Data records below:

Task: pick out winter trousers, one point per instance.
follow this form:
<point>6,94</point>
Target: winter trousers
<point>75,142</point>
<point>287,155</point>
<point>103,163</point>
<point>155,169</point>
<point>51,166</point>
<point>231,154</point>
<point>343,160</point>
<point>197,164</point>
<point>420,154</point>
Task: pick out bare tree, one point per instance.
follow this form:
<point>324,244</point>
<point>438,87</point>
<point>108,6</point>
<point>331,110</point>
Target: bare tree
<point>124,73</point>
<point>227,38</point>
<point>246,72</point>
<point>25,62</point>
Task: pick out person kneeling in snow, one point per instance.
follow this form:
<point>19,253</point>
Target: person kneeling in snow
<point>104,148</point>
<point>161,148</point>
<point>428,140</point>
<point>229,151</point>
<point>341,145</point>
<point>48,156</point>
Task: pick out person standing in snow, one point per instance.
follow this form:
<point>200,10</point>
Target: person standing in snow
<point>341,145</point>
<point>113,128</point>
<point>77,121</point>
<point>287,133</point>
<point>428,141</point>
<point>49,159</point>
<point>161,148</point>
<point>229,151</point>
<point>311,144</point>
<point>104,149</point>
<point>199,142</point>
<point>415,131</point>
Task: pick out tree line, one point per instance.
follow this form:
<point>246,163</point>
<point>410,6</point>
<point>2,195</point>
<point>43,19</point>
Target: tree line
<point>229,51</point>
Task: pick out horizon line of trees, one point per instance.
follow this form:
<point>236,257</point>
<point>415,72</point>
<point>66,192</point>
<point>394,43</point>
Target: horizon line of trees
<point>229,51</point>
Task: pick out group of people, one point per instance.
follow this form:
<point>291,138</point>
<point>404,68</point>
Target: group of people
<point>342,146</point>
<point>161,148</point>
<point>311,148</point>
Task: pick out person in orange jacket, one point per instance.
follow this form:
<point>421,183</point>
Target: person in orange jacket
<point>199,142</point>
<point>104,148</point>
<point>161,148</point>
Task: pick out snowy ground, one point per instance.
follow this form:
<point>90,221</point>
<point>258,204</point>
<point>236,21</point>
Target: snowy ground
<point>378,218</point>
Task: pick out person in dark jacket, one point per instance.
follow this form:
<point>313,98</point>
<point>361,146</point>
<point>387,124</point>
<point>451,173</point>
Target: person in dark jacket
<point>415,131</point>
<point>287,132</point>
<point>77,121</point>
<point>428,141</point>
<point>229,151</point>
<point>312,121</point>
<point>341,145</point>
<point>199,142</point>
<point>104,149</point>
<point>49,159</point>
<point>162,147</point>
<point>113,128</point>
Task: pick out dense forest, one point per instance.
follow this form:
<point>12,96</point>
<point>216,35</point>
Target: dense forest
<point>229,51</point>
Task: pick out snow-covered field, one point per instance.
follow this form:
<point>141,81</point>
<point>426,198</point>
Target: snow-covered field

End of Data records.

Every line of the listing above is to be written out again exactly.

Task: pick out winter trousers, one point per instance.
follow this form:
<point>6,94</point>
Target: winter trousers
<point>75,142</point>
<point>287,155</point>
<point>103,163</point>
<point>155,169</point>
<point>51,166</point>
<point>231,154</point>
<point>343,160</point>
<point>197,164</point>
<point>420,154</point>
Task: pick out bare tree, one point per instance.
follow this form:
<point>324,244</point>
<point>438,87</point>
<point>108,6</point>
<point>331,110</point>
Target: bare tree
<point>124,73</point>
<point>227,38</point>
<point>246,72</point>
<point>25,62</point>
Task: pick out person kneeling in snow, one point per instance.
follow this form:
<point>19,253</point>
Target: person kneeling in snow
<point>104,148</point>
<point>161,148</point>
<point>428,140</point>
<point>229,151</point>
<point>341,145</point>
<point>48,156</point>
Task: pick out person standing in snow, one point per instance.
follow this form:
<point>200,10</point>
Target: person standing in snow
<point>341,145</point>
<point>113,128</point>
<point>77,121</point>
<point>287,133</point>
<point>428,141</point>
<point>49,159</point>
<point>161,148</point>
<point>229,151</point>
<point>311,144</point>
<point>104,149</point>
<point>199,142</point>
<point>415,131</point>
Task: pick out tree line, one point per instance.
follow this form:
<point>246,163</point>
<point>410,6</point>
<point>2,195</point>
<point>43,19</point>
Target: tree line
<point>229,51</point>
Task: pick out horizon line of trees, one point per instance.
follow this form:
<point>236,257</point>
<point>415,72</point>
<point>66,192</point>
<point>394,43</point>
Target: horizon line of trees
<point>229,51</point>
Task: pick out group of people, one point per instance.
follow this form:
<point>291,138</point>
<point>404,68</point>
Target: group of people
<point>342,146</point>
<point>161,148</point>
<point>311,148</point>
Task: pick out person in orange jacket, one point per instance.
follow this form:
<point>421,183</point>
Target: person in orange jacket
<point>199,142</point>
<point>104,148</point>
<point>161,148</point>
Task: pick out snowy ground, one point per instance.
follow this form:
<point>90,221</point>
<point>258,204</point>
<point>236,21</point>
Target: snowy ground
<point>378,218</point>
Task: pick out person in dark jacket, one point per instance.
follow this form:
<point>313,98</point>
<point>361,146</point>
<point>387,124</point>
<point>451,173</point>
Target: person in dark jacket
<point>415,131</point>
<point>287,132</point>
<point>77,121</point>
<point>428,141</point>
<point>229,151</point>
<point>312,121</point>
<point>341,145</point>
<point>199,142</point>
<point>104,149</point>
<point>49,159</point>
<point>162,147</point>
<point>113,128</point>
Task: pick out dense forest, one point per instance.
follow this form:
<point>12,96</point>
<point>216,35</point>
Target: dense forest
<point>229,51</point>
Task: pick out snow-covered field, one point per instance.
follow this form:
<point>141,81</point>
<point>426,198</point>
Target: snow-covered field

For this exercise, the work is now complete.